EAMES Were there any instructions in writing as to what steps should be taken to ensure that Aboriginal people did not move on to the range?

DURANCE If there were, I was not given them.

In fact, Durance seems to have taken over as commander in distinctly tense circumstances which involved some criticism of how the previous range commander, Colonel Dewar, had been running things. Eames asked Durance if he was given verbal instructions about the policy on the range to do with aborigines.

DURANCE The conversations were rather limited, as I was there to relieve Colonel Dewar and it was very embarrassing and we did not go into a great amount of detail. My function then was to try and find out what had not been done that had to be, and what had been done that should not have been done.

Durance went on to admit that, because a
possibility
that aborigines could have strayed on to the range had been demonstrated, the tests in 1956 and 1957 at Maralinga should have been cancelled. He told Geoff Eames that ‘I cannot get away or deny the fact … that information that you have presented this morning … implying human beings there in 1956 and 1957 … the tests should not [have taken place].'

Before the commission was set up, a former RAF officer claimed he had found four dead aborigines in a crater after the tests at Maralinga. John Burke died of stomach cancer before he could give evidence at the hearings, but he said he also saw about 200 dead cockatoos and rabbits near the crater. Bill Grigsby, who was in the Royal Navy, told his wife before his own death in 1977 that he found aborigines camped in a bomb crater at Maralinga in 1962. Although the major weapons tests were over, minor trials were still going on. Grigsby said all the people in the small group in the crater were covered in sores. Patrick Connolly, who served in the RAF at Maralinga between 1959 and 1962, said he had seen large numbers of aborigines all over the restricted area.

During Lord Penney's evidence to the Royal Commission, Eames told him that one man had been responsible for clearing an area stretching a hundred miles from the range, and that the man concerned thought his job hopeless and just a public relations exercise. Penney said he had not known any of this; he believed the tests were taking place in an uninhabited wasteland.
__________
# What needs to be done
Transcribe the passage of the excerpt on the Maralinga inquiry that begins with the words containing "EAMES Were there" and ends with "not given them.". The items that follow are separate material and have no connection to the excerpt on the Maralinga inquiry.
__________
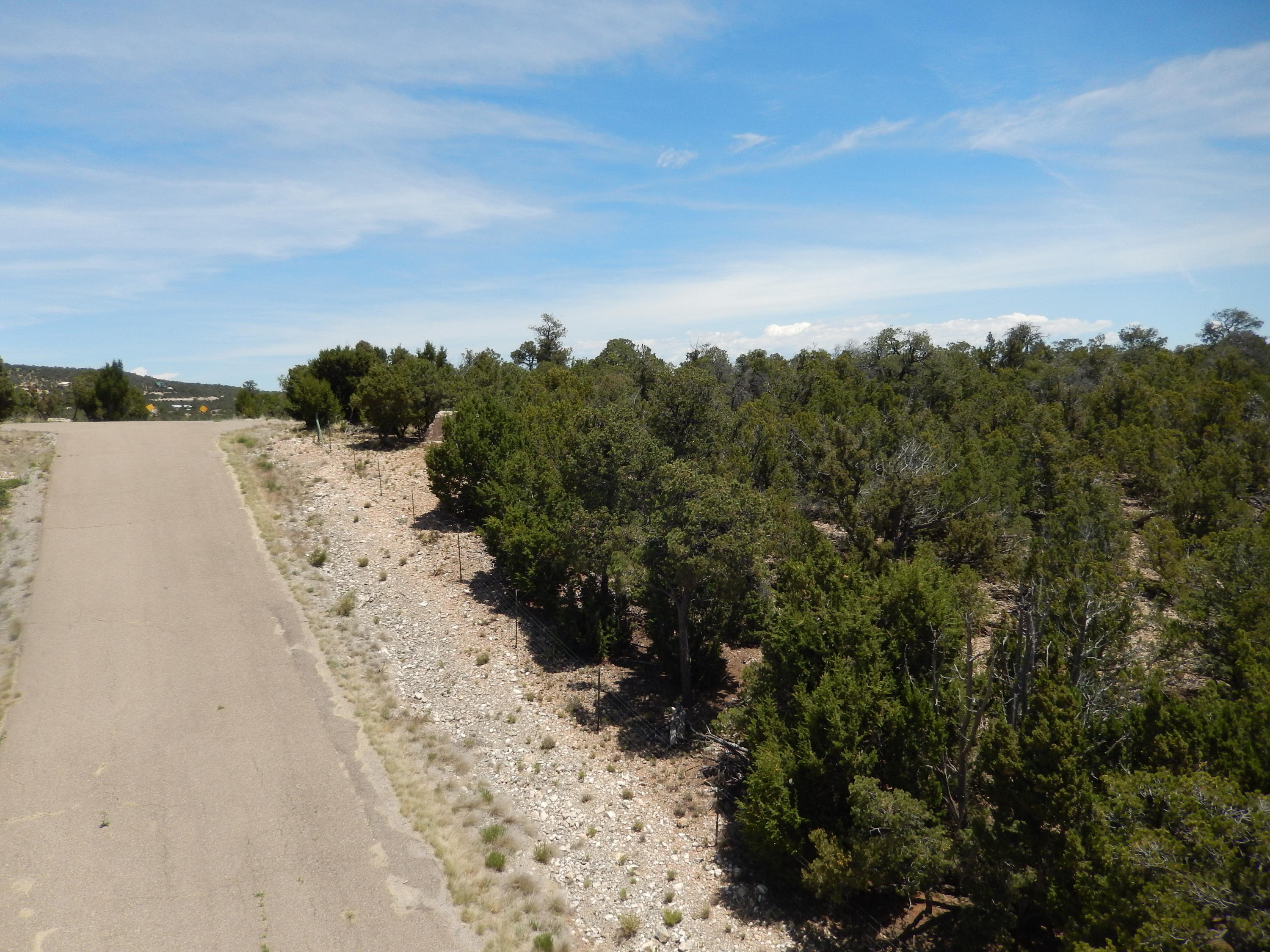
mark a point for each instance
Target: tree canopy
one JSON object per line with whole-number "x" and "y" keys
{"x": 1013, "y": 601}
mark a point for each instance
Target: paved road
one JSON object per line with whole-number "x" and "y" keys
{"x": 177, "y": 775}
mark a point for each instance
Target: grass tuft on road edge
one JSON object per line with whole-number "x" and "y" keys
{"x": 422, "y": 765}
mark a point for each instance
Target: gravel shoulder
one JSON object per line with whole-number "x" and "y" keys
{"x": 23, "y": 456}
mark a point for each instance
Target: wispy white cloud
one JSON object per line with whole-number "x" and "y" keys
{"x": 360, "y": 116}
{"x": 277, "y": 130}
{"x": 393, "y": 41}
{"x": 675, "y": 158}
{"x": 747, "y": 140}
{"x": 785, "y": 330}
{"x": 1189, "y": 102}
{"x": 846, "y": 143}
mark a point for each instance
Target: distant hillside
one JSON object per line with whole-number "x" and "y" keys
{"x": 49, "y": 377}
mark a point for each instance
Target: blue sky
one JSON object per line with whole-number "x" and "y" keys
{"x": 218, "y": 191}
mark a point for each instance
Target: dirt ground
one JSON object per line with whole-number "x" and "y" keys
{"x": 627, "y": 836}
{"x": 23, "y": 456}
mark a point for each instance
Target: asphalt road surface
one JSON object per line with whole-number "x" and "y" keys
{"x": 178, "y": 773}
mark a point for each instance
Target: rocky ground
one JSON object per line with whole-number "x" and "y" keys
{"x": 23, "y": 457}
{"x": 630, "y": 837}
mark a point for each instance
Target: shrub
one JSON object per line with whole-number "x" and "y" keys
{"x": 492, "y": 833}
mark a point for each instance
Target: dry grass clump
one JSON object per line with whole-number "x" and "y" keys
{"x": 427, "y": 771}
{"x": 31, "y": 456}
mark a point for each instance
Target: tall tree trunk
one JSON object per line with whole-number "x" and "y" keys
{"x": 681, "y": 602}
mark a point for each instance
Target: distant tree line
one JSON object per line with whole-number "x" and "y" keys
{"x": 393, "y": 391}
{"x": 1013, "y": 600}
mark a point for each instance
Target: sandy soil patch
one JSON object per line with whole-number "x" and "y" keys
{"x": 26, "y": 457}
{"x": 629, "y": 838}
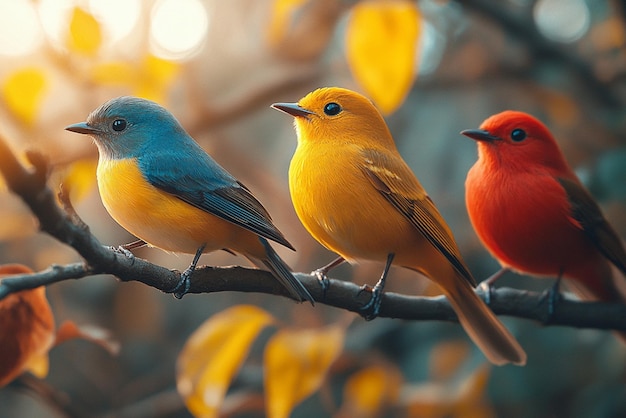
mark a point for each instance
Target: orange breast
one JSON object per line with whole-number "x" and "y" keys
{"x": 161, "y": 219}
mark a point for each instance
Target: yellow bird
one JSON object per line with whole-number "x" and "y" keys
{"x": 355, "y": 194}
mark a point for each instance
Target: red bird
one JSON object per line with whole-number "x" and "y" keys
{"x": 533, "y": 214}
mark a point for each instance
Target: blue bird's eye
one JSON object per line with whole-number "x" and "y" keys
{"x": 332, "y": 109}
{"x": 118, "y": 125}
{"x": 518, "y": 135}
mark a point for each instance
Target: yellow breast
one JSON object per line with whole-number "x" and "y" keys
{"x": 159, "y": 218}
{"x": 339, "y": 206}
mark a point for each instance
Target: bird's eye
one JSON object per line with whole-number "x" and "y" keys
{"x": 332, "y": 109}
{"x": 518, "y": 135}
{"x": 118, "y": 125}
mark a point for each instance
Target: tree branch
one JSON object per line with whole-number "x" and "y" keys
{"x": 66, "y": 227}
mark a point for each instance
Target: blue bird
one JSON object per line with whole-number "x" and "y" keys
{"x": 162, "y": 187}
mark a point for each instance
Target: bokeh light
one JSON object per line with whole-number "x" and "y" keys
{"x": 117, "y": 17}
{"x": 178, "y": 28}
{"x": 20, "y": 33}
{"x": 54, "y": 16}
{"x": 562, "y": 20}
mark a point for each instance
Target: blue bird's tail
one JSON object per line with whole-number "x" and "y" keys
{"x": 283, "y": 273}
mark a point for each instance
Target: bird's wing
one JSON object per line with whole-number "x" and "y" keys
{"x": 586, "y": 214}
{"x": 397, "y": 183}
{"x": 197, "y": 179}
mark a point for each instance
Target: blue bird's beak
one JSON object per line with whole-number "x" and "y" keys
{"x": 293, "y": 109}
{"x": 82, "y": 128}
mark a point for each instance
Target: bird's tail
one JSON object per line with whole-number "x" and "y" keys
{"x": 283, "y": 273}
{"x": 483, "y": 326}
{"x": 600, "y": 286}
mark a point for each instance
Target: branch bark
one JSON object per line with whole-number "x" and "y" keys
{"x": 65, "y": 226}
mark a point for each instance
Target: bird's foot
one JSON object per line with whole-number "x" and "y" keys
{"x": 322, "y": 279}
{"x": 487, "y": 288}
{"x": 552, "y": 296}
{"x": 371, "y": 309}
{"x": 183, "y": 286}
{"x": 122, "y": 250}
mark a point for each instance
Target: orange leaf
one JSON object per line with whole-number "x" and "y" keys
{"x": 296, "y": 363}
{"x": 23, "y": 91}
{"x": 301, "y": 29}
{"x": 85, "y": 36}
{"x": 381, "y": 48}
{"x": 26, "y": 329}
{"x": 68, "y": 330}
{"x": 80, "y": 179}
{"x": 214, "y": 353}
{"x": 368, "y": 390}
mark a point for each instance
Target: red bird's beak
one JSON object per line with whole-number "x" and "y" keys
{"x": 479, "y": 135}
{"x": 293, "y": 109}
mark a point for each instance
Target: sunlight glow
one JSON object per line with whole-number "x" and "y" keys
{"x": 117, "y": 17}
{"x": 20, "y": 33}
{"x": 562, "y": 20}
{"x": 54, "y": 17}
{"x": 178, "y": 28}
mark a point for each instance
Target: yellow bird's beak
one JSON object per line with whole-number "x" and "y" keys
{"x": 293, "y": 109}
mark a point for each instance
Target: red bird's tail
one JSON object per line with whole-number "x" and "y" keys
{"x": 601, "y": 285}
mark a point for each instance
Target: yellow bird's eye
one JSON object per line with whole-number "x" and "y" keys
{"x": 332, "y": 109}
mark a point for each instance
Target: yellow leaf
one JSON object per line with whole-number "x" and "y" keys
{"x": 80, "y": 179}
{"x": 296, "y": 363}
{"x": 301, "y": 30}
{"x": 368, "y": 390}
{"x": 282, "y": 14}
{"x": 381, "y": 48}
{"x": 214, "y": 353}
{"x": 85, "y": 35}
{"x": 114, "y": 73}
{"x": 23, "y": 92}
{"x": 154, "y": 76}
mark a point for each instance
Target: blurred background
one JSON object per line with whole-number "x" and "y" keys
{"x": 217, "y": 66}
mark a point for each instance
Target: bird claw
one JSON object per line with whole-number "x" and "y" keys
{"x": 552, "y": 296}
{"x": 322, "y": 279}
{"x": 371, "y": 309}
{"x": 487, "y": 288}
{"x": 122, "y": 250}
{"x": 183, "y": 286}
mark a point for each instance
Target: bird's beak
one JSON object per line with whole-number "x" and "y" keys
{"x": 293, "y": 109}
{"x": 479, "y": 135}
{"x": 82, "y": 128}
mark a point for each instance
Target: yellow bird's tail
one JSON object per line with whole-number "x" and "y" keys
{"x": 482, "y": 325}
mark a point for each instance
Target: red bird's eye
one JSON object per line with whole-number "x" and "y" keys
__________
# Expected answer
EAMES Were there any instructions in writing as to what steps should be taken to ensure that Aboriginal people did not move on to the range?

DURANCE If there were, I was not given them.